* Supplied text:
Tampa high-rise pioneers to plant seeds of urban chic
Downtown condo developers have high hopes the lifestyle spreads like a contagion.
By MICHAEL VAN SICKLER
Published March 19, 2007
TAMPA – The view from Bobby Neale’s home in Land O’Lakes is a field of cows.
From his Brandon townhouse, Ian Markowitz scans a retention pond.
Rock Scaglione looks out his window in Seminole Heights and sees a street of bungalows.
In the coming weeks, they will swap these standard Tampa Bay neighborhood backdrops for something entirely new: high-rise urban chic.
By late April, Neale, Markowitz, Scaglione and a few hundred soon-to-be neighbors will be part of a historic migration to downtown’s first major offering of urban living: 777 Ashley Drive. SkyPoint, the $80-million 32-story tower with 381 condos, is the biggest residential high-rise in downtown’s history. Its future residents will pioneer a way of life in a downtown known for its office towers, parking lots and deserted after-hours streets.
“Downtown is very transitional,” Neale said. “Sometimes it’s pretty vacant. But with all the things that are projected to come, I just see it getting better and better.”
Will this experiment work? SkyPoint’s developers are betting it will.
Novare Group, an Atlanta development company, and Intown Group, a local firm, are doubling down on an acre lot across from SkyPoint. There, they recently started building Element, a 34-story condo tower along Franklin Street.
On Thursday, they will seek zoning approval for another tower on Ashley Drive. This one would be called Twelve, part- boutique hotel, part-condo. As proposed, it would be the tallest condo high-rise yet at 47 stories.
When it comes to downtown’s so-called condo boom, forget about Trump Tower Tampa, the project that became the media darling but has yet to find the financing to start construction.
The developers transforming downtown are Novare and Intown. SkyPoint, Element and Twelve would add 1,185 condos and 135 hotel rooms to a downtown that so far can claim fewer than 100 completed condos. With a fourth project pending next to SkyPoint, no other developer comes close to keeping up.

* Source records:
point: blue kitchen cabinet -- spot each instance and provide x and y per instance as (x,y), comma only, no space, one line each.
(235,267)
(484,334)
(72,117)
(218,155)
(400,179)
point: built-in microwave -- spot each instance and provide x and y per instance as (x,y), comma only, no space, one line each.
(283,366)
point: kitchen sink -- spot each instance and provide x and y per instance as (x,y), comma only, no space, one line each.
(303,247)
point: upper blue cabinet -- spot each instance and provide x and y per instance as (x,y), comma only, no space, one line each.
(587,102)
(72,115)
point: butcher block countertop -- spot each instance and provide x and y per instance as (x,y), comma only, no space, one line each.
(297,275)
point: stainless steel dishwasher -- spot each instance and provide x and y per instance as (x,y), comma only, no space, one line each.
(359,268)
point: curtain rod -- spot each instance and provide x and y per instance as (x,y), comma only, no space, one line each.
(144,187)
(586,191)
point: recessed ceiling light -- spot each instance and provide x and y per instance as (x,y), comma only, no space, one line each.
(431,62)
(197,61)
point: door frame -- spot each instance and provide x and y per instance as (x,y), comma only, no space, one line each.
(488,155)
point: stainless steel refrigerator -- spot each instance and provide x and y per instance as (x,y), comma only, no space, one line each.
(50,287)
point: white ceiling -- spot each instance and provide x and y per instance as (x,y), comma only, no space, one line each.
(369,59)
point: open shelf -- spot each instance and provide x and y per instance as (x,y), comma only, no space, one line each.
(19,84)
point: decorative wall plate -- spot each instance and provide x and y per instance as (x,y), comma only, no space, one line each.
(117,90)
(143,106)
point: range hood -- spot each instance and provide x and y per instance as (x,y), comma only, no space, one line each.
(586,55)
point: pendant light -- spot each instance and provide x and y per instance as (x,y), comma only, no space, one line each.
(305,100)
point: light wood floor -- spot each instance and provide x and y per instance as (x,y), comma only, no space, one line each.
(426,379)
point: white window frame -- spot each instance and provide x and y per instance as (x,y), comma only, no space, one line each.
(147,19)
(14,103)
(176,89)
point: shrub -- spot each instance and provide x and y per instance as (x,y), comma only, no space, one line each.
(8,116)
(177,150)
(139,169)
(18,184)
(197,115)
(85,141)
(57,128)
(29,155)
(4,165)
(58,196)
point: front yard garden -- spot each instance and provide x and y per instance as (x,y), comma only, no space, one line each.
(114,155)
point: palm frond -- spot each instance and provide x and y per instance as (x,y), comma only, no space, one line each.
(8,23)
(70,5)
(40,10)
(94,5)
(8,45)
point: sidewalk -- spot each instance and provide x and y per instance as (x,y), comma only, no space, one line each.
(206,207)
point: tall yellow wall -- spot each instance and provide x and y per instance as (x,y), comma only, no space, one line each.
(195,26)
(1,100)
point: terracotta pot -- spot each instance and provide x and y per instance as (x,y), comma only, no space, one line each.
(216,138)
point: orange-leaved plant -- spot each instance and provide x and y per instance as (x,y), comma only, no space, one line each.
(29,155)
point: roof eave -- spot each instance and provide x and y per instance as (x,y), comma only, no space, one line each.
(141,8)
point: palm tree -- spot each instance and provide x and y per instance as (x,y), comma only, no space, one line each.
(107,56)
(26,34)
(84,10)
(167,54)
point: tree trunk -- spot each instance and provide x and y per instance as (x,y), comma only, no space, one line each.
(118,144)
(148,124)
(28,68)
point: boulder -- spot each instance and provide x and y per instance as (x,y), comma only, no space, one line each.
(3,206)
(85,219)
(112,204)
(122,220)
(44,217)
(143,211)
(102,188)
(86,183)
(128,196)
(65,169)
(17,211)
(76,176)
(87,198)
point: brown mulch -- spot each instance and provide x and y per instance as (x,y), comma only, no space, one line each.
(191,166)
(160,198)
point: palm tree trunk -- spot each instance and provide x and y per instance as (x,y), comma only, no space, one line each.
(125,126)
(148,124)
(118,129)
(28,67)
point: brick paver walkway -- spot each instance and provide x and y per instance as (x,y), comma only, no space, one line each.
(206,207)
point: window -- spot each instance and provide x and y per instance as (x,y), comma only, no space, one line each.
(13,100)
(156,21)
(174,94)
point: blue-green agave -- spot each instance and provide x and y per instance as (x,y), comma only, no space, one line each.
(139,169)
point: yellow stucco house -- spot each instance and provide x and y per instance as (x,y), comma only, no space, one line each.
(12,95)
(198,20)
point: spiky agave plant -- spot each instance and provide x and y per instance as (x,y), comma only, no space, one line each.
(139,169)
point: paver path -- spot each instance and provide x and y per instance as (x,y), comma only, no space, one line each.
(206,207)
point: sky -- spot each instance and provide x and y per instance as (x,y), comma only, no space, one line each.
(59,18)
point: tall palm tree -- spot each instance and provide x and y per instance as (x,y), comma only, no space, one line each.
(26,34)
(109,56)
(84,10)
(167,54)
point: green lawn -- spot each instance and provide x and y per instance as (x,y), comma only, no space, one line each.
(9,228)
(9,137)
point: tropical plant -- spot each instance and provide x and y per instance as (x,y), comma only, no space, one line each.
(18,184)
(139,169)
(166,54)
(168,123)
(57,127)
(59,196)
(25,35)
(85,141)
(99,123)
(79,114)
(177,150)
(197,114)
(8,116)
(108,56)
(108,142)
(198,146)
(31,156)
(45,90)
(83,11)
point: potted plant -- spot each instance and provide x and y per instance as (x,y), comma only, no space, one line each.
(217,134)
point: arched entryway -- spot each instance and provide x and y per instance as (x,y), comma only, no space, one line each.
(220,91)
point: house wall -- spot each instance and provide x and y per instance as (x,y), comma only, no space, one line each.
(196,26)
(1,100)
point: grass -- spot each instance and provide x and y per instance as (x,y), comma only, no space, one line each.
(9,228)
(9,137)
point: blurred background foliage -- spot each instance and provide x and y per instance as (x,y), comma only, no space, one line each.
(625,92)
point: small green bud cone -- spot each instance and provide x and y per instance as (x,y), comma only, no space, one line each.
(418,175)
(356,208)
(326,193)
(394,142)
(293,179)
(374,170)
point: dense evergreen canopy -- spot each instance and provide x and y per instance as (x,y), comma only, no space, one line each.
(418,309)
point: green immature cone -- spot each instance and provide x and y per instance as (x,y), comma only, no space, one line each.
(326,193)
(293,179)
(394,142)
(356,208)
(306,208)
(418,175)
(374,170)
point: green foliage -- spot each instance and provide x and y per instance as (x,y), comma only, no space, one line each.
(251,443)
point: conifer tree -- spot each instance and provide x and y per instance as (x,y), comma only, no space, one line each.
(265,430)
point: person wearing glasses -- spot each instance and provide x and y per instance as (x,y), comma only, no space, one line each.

* Requests:
A) In the article on downtown Tampa condos, how many stories tall is SkyPoint?
B) Please filter the listing down to the lines containing the word "agave".

* Answers to the exercises:
A) 32 stories

B)
point: blue-green agave -- spot each instance and provide x and y per instance as (x,y), comma only, no space, one line each.
point: spiky agave plant -- spot each instance and provide x and y per instance as (x,y), comma only, no space, one line each.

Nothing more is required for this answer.